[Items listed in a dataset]
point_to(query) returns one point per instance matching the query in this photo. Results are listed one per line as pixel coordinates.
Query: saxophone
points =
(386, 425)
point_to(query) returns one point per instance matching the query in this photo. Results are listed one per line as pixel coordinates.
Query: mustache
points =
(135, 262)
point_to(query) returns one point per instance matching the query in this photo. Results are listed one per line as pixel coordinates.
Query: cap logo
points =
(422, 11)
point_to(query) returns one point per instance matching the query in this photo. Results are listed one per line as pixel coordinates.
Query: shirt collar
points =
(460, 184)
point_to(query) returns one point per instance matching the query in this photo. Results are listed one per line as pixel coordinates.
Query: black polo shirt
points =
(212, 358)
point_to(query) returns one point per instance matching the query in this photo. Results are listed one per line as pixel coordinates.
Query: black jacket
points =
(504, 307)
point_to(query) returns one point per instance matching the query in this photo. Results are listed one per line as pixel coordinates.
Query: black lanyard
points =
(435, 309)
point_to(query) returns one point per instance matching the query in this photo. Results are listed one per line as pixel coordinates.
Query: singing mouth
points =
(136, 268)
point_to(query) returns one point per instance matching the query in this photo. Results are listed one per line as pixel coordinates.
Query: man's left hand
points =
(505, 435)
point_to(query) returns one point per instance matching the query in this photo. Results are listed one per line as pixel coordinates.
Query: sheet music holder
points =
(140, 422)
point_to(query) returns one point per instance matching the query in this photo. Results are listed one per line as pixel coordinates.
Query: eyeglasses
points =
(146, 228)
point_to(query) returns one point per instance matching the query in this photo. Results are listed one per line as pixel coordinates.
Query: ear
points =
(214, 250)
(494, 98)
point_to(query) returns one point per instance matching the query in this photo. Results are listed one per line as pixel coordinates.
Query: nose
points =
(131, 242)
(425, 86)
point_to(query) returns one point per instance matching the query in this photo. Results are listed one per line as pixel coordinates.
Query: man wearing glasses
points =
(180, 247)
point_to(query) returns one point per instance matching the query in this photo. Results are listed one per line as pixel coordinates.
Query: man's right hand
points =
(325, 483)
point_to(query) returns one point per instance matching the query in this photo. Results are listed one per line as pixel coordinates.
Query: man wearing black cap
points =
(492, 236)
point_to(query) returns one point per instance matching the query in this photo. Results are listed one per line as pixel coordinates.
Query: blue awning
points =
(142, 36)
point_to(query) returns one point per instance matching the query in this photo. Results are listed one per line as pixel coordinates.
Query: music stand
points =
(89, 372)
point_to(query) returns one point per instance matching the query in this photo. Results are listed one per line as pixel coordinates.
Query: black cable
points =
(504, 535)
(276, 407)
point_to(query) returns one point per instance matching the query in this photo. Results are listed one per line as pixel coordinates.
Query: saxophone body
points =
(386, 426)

*Exercise goal*:
Identify each line in the rows above that contains the word "music", and copy those lines in full.

*Task answer*:
Query: sheet music holder
Query: music stand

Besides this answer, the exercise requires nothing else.